▶ _REQUEST_: How many of the lines below contain the string "leaf"? Reply with the number alone.

▶ _RECORD EXCERPTS_:
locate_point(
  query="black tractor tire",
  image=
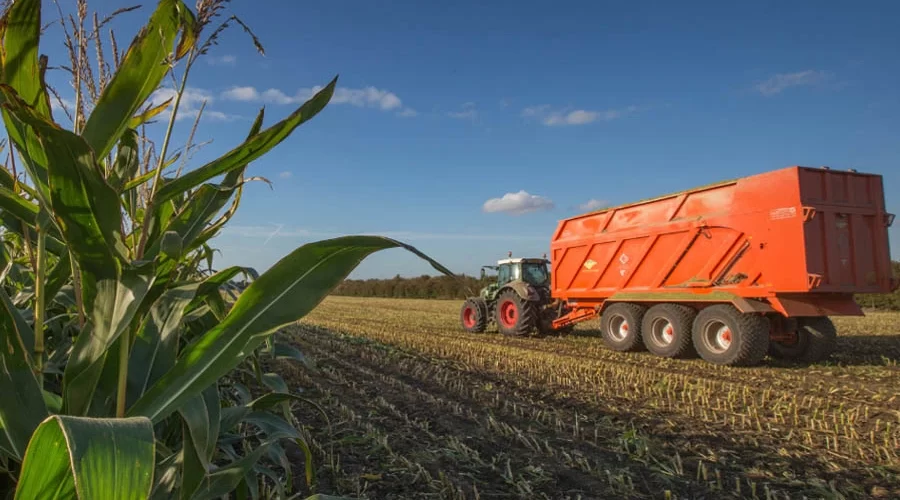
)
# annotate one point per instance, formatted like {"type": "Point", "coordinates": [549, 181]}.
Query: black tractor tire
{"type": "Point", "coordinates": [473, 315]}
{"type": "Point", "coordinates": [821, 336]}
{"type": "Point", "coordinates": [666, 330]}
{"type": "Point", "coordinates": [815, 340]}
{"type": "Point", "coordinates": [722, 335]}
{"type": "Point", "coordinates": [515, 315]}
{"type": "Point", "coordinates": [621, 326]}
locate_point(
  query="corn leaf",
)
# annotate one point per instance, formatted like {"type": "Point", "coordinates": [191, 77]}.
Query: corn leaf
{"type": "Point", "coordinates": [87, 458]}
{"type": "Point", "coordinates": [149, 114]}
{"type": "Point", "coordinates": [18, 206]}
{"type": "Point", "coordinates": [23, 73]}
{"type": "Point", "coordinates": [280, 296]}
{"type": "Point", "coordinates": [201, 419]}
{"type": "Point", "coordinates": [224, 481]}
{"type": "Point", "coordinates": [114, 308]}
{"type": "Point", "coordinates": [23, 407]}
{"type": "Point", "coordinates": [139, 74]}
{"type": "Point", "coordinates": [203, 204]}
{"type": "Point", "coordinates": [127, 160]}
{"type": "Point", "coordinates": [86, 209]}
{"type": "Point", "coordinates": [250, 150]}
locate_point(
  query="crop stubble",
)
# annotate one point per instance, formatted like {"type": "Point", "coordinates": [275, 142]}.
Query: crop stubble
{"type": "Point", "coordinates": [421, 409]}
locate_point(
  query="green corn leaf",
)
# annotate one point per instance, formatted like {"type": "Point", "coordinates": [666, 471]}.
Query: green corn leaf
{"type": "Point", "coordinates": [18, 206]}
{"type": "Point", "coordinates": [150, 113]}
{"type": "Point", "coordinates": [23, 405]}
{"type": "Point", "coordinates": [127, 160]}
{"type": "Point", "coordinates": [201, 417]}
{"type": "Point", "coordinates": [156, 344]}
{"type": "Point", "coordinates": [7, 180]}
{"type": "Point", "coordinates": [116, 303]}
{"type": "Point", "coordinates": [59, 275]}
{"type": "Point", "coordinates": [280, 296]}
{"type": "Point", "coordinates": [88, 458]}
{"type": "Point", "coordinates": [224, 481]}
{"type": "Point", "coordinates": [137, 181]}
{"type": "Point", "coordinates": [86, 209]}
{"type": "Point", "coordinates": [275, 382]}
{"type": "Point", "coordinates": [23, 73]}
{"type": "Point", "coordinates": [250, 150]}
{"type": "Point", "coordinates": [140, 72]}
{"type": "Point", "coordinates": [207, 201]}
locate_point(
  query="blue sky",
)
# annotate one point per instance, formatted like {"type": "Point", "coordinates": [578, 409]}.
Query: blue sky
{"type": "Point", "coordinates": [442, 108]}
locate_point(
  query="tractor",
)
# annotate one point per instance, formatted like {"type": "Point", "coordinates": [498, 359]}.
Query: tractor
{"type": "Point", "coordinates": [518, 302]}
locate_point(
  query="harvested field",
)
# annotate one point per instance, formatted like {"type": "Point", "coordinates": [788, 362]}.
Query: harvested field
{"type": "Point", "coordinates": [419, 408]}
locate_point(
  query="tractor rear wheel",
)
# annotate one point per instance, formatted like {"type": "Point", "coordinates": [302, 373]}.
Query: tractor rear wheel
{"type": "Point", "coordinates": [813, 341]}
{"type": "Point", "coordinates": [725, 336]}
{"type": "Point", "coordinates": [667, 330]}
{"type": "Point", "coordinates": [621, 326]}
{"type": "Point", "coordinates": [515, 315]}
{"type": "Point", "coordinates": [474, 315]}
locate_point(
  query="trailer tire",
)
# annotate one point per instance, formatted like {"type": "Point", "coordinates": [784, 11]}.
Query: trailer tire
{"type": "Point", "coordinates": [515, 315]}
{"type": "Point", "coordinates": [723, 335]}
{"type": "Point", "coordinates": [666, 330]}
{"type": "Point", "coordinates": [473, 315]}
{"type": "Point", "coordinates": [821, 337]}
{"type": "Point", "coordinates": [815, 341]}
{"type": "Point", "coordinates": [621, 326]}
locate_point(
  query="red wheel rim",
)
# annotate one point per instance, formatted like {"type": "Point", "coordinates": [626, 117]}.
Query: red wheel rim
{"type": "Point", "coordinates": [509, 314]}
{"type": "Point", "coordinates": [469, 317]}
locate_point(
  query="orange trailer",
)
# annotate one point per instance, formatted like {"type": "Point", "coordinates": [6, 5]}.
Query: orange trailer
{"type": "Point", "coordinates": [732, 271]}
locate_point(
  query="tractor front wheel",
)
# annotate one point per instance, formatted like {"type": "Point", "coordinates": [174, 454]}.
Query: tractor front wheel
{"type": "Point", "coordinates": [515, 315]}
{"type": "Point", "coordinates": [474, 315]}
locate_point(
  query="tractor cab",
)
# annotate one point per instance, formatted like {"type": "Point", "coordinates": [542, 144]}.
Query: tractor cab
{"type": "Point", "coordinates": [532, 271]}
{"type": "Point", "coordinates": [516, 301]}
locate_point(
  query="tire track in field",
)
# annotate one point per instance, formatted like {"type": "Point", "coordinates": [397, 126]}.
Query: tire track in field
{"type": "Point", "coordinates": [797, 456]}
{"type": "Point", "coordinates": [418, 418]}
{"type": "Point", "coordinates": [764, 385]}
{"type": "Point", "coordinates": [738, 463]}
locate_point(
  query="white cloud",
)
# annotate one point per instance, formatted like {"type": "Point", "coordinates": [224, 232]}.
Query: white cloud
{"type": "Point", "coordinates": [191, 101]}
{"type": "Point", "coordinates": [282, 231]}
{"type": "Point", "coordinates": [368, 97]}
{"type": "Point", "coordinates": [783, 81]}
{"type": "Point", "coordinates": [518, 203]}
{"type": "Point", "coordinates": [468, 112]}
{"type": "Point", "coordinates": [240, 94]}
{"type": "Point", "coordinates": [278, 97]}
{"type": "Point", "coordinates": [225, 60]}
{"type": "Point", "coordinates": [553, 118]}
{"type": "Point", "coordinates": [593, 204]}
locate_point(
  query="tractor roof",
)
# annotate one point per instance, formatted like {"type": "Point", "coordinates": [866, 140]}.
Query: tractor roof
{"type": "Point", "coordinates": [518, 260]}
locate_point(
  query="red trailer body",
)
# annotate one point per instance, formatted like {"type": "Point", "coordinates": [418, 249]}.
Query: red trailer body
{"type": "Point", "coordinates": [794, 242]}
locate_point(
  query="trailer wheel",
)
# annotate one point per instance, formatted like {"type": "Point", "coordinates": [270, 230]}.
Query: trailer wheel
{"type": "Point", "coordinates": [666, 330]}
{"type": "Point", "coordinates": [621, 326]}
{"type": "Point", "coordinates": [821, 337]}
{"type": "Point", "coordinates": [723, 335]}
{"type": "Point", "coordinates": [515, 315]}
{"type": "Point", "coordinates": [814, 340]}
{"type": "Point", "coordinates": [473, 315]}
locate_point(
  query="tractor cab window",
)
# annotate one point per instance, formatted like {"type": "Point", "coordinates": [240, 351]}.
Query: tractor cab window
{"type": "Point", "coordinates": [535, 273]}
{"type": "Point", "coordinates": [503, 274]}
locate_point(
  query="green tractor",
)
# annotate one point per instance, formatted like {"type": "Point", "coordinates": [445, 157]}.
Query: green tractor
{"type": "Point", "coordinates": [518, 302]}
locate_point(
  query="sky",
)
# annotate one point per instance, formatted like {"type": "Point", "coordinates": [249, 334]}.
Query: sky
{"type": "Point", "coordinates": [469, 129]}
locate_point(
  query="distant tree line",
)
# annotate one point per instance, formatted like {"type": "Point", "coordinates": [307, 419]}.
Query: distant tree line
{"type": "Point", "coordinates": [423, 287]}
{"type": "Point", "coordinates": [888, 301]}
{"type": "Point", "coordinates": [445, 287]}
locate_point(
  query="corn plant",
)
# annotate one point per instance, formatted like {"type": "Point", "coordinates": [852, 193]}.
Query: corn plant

▶ _CORRECT RESPONSE_: 4